• _WHAT YOU SHOULD DO_: Before doing anything else, copy the entries below exactly.

• _RECORDS TO USE_:
# # # #

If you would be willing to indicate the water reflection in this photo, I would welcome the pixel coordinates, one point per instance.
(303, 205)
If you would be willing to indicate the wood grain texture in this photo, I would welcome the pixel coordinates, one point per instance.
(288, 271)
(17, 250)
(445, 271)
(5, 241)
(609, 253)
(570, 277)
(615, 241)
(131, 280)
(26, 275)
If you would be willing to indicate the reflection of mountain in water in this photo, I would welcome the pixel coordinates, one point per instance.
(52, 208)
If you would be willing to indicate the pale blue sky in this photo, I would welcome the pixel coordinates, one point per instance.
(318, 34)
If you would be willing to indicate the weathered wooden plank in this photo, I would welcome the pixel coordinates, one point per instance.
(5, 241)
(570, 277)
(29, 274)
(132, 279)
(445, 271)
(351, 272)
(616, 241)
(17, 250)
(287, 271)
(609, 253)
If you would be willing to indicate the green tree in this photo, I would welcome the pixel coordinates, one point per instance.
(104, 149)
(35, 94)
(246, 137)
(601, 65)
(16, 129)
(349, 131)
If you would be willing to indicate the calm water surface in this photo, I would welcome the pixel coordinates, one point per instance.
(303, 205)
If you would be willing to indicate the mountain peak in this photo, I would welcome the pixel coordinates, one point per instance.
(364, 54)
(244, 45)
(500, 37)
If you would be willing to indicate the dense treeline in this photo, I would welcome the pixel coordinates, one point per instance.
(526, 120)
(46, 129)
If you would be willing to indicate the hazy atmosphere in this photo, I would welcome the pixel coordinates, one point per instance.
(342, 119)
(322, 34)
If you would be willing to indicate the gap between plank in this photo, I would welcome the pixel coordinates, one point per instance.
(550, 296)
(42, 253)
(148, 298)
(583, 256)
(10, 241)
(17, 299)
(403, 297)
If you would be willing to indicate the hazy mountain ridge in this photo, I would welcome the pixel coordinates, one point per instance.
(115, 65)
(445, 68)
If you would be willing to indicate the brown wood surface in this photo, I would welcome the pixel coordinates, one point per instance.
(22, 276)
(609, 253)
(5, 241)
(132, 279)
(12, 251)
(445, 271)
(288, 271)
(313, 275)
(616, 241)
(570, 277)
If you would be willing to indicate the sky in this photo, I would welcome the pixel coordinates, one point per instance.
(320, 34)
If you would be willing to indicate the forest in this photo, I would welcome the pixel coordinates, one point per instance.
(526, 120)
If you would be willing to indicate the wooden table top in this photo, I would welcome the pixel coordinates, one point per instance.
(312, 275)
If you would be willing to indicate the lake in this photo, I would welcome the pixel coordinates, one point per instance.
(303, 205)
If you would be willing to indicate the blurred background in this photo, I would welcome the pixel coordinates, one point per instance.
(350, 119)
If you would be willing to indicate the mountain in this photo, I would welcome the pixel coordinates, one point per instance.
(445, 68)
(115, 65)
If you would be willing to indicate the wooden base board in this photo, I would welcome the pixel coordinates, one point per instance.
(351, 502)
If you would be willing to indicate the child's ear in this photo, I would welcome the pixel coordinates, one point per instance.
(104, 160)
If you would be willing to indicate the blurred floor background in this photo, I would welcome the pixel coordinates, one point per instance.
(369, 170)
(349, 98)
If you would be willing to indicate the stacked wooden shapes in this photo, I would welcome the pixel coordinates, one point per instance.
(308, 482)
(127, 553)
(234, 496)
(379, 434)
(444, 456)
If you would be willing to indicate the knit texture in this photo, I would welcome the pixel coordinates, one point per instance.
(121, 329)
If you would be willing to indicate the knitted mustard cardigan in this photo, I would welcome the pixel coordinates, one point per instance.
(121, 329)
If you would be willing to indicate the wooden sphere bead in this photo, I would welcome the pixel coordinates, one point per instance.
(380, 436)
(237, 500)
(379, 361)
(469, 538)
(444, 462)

# # # #

• _RESPONSE_:
If you would be willing to indicate the water reflection in this photo, I would welcome the pixel coordinates, one point per instance.
(303, 205)
If you would be willing to indicate the wood grain texture in this photo, I would welcome the pixel coordinates, one point per instance.
(288, 271)
(17, 250)
(445, 271)
(5, 241)
(609, 253)
(570, 277)
(615, 241)
(131, 280)
(26, 275)
If you would be willing to indicate the reflection of mountain in water in this photo, I would welcome the pixel coordinates, one point per instance.
(52, 208)
If you would be willing to indicate the pale blue sky in this photo, I would welcome the pixel coordinates, one point per instance.
(318, 34)
If you would be willing to indicate the weathered wooden plank in this photo, I would welcome the pixel coordinates, one point per instance.
(5, 241)
(570, 277)
(29, 274)
(132, 279)
(445, 271)
(351, 272)
(616, 241)
(17, 250)
(287, 271)
(609, 253)
If you would be willing to indicate the green tree in this photo, I would welcome the pixel coordinates, one point per instance.
(104, 149)
(35, 94)
(246, 137)
(601, 65)
(16, 129)
(349, 131)
If you would be willing to indicate the calm water surface in this photo, I would welcome the pixel coordinates, one point per instance.
(303, 205)
If you would be willing to indicate the mountain peak in this photo, I would welcome the pixel coordinates, one point per instance.
(364, 54)
(244, 45)
(500, 37)
If you would be willing to indicate the dense treeline in this photo, I would welcome the pixel coordinates, one point per instance.
(526, 120)
(46, 129)
If you would be willing to indicate the hazy atmosphere in this photo, I would welcome the pixel coordinates, one point per instance.
(342, 119)
(322, 34)
If you would be willing to indicate the gap between plank in this photo, I would welcome the pixel coordinates, one point per instance.
(550, 296)
(42, 253)
(148, 298)
(583, 256)
(10, 241)
(17, 299)
(403, 297)
If you would be willing to indicate the hazy mountain ridge in this photo, I would welcome the pixel coordinates, one point per instance.
(115, 65)
(445, 68)
If you would be willing to indicate the brown wood surface in this photo, I would welcome the pixel coordinates, one point per instance.
(22, 276)
(609, 253)
(5, 241)
(132, 279)
(12, 251)
(445, 271)
(288, 271)
(313, 275)
(616, 241)
(570, 277)
If you would be willing to indicate the sky in this photo, I would welcome the pixel coordinates, one point per instance.
(320, 34)
If you would be willing to indicate the forest in this photo, I would welcome the pixel coordinates, one point per instance.
(526, 120)
If you would be willing to indicate the wooden table top in this photo, I would welcome the pixel coordinates, one point per instance.
(312, 275)
If you would be willing to indicate the lake in this photo, I would welcome the pixel coordinates, one point per instance.
(303, 205)
If you would be willing to indicate the blurred background in this photo, I would welcome the pixel coordinates, one point per instance.
(350, 119)
If you would be willing to indicate the mountain in this photo, I would welcome the pixel coordinates, one point per instance.
(445, 68)
(115, 65)
If you would be willing to indicate the wooden base board in this photo, I would welcome the pixel coordinates, one point per instance.
(351, 502)
If you would be willing to indicate the child's ear in this photo, I would welcome the pixel coordinates, one point per instance.
(104, 160)
If you would be willing to indicate the blurred floor background in this photo, I would welcome the pixel coordinates, one point per instance.
(369, 170)
(349, 98)
If you would be willing to indicate the stacked wooden shapes in this photo, I would welcome the pixel coordinates, one point per instance.
(308, 482)
(127, 553)
(234, 496)
(379, 434)
(444, 456)
If you would be willing to indicate the knit texture in this photo, I would welcome the pixel coordinates, one point per instance.
(121, 329)
If you would be willing to indicate the knitted mustard cardigan in this photo, I would welcome the pixel coordinates, one point per instance.
(121, 329)
If you would be willing to indicate the wooden sphere bead in this photo, I would welcome the pixel coordinates, one point per instance.
(380, 436)
(237, 500)
(379, 361)
(469, 538)
(444, 462)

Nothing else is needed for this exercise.